Goal of the exercise ▸ Your answer must be the exact lines of the listing below that run from the line with "target | woman's hand" to the line with "target | suv side window", ends included, and no pictures.

Dataset records ▸
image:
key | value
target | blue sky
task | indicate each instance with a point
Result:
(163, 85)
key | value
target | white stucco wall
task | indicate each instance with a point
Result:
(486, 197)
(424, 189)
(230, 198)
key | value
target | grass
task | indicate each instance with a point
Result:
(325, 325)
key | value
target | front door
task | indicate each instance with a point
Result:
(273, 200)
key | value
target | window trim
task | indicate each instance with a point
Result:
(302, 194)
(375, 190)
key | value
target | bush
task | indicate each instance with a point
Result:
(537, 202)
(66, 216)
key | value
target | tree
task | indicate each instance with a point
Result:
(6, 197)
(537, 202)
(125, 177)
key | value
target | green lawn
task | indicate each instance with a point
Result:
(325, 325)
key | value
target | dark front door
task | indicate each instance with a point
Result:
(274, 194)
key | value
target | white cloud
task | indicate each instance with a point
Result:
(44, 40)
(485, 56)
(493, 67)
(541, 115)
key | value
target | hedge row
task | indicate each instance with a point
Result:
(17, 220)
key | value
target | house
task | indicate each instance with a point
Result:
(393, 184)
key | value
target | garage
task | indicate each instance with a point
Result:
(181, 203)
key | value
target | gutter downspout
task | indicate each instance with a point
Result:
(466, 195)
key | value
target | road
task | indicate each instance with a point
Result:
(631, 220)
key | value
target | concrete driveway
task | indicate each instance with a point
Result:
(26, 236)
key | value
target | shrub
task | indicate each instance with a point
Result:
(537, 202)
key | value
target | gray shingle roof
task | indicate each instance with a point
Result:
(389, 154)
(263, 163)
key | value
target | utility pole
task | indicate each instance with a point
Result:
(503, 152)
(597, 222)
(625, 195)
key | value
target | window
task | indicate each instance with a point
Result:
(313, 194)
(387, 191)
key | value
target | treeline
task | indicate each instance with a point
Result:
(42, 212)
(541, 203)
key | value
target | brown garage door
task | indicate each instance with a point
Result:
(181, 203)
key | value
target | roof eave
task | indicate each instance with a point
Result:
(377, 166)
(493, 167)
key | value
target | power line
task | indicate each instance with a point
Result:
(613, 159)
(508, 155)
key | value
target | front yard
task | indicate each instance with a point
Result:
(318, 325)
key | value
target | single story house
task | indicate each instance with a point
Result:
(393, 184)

--

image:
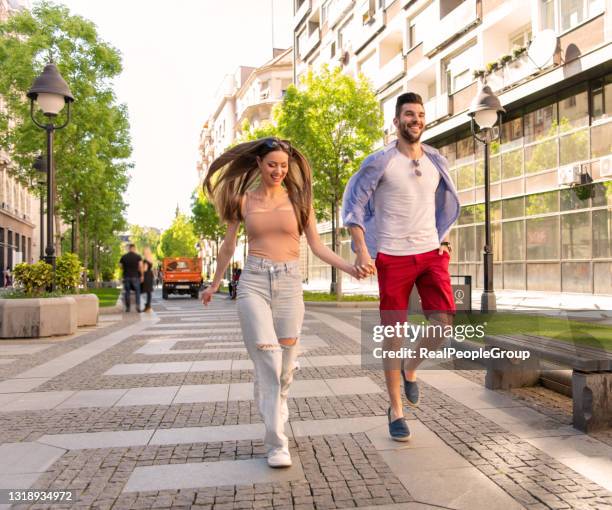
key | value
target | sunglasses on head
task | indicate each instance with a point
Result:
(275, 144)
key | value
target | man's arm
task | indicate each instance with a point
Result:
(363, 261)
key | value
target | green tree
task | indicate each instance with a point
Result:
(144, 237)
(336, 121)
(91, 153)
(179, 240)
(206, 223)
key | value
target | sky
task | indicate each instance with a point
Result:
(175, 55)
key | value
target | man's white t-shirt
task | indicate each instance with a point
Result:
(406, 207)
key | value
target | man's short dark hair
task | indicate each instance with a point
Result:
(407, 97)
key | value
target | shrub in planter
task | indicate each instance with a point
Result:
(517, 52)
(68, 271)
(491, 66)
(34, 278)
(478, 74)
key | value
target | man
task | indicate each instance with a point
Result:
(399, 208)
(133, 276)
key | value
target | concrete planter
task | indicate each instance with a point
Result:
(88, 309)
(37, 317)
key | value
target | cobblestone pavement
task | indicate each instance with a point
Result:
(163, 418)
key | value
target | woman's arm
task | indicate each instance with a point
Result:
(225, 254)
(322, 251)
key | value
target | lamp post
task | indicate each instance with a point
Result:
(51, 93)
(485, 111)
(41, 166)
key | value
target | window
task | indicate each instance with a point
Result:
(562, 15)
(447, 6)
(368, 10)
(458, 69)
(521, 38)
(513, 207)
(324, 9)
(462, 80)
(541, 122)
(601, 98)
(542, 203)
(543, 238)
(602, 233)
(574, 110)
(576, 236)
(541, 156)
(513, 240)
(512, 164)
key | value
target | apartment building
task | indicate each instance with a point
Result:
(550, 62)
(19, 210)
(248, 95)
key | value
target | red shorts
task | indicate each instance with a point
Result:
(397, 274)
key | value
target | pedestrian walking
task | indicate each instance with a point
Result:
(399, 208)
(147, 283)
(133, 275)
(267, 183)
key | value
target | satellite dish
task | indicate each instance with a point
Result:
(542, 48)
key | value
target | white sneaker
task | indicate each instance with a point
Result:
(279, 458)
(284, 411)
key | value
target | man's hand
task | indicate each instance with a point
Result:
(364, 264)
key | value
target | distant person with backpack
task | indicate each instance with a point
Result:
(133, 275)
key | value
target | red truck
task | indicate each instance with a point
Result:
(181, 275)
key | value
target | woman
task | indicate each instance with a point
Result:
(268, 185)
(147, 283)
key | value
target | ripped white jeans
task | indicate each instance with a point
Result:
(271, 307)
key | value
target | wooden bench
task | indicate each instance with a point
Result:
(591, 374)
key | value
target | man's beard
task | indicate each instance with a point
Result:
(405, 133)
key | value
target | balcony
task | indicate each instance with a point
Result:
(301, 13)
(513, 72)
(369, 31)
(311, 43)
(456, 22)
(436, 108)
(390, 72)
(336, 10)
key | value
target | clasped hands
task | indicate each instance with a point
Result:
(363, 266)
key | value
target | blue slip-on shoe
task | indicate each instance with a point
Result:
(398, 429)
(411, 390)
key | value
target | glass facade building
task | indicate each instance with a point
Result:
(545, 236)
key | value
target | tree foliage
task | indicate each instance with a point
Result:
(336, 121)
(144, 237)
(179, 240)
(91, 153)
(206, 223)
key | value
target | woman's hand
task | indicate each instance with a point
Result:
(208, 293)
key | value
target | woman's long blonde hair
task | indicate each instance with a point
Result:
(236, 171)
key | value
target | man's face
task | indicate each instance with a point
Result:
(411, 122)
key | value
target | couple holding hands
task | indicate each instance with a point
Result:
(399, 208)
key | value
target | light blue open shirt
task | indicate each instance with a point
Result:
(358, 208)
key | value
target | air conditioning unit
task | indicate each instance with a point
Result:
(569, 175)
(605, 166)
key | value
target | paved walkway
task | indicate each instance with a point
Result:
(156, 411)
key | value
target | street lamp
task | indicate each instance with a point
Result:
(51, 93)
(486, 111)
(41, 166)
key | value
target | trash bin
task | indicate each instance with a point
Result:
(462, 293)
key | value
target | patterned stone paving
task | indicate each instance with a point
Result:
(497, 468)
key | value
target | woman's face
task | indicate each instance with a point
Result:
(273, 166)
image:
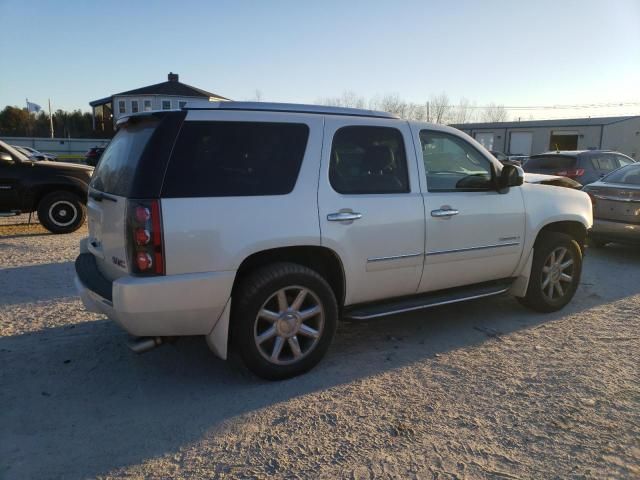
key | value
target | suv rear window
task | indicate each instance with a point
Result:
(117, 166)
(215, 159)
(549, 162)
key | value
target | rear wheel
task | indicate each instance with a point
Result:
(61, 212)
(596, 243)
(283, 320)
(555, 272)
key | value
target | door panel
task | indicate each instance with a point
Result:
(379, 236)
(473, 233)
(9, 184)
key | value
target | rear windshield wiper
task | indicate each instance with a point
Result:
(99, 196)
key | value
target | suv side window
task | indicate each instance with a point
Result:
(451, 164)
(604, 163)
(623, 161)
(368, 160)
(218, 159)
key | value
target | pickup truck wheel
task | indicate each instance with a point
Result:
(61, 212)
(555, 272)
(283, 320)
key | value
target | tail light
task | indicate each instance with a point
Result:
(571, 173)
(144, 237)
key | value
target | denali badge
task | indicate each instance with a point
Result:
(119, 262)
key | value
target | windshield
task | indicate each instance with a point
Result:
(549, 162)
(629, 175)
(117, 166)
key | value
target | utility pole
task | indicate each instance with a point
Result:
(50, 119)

Answer for the task ▸
target | woman's hand
task | indicate each instance with a point
Result:
(208, 293)
key | value
target | woman's long blonde hair
task | indicate each instance with a point
Result:
(236, 171)
key | value
target | man's face
task | indicate each instance with a point
Result:
(411, 122)
key | value
target | couple holding hands
task | indicate each instance with a point
Result:
(399, 208)
key | value
target | light blue open shirt
task | indicate each instance with a point
Result:
(358, 208)
key | value
target | air conditioning unit
task | indicate each instance with a point
Result:
(569, 175)
(605, 166)
key | value
target | paved walkway
task | indicate each instance with a point
Result:
(156, 411)
key | value
target | street lamp
task | indicate each instance with a point
Result:
(51, 93)
(486, 111)
(41, 166)
key | value
target | trash bin
task | indicate each instance with a point
Result:
(462, 293)
key | value
target | patterned stone paving
task | indicate each instance with a point
Result:
(497, 468)
key | value
target | woman's face
task | indicate each instance with a point
Result:
(273, 166)
image:
key | value
target | suv rear window
task | indicate each instance with a point
Result:
(117, 166)
(215, 159)
(549, 162)
key | value
target | rear wheel
task | indicate each instance with a point
Result:
(61, 212)
(596, 243)
(283, 320)
(555, 272)
key | value
target | door panel
task | indicate each instance with a point
Result:
(379, 236)
(473, 233)
(9, 184)
key | value
target | rear windshield wiper
task | indicate each instance with a point
Result:
(99, 196)
key | value
target | suv side window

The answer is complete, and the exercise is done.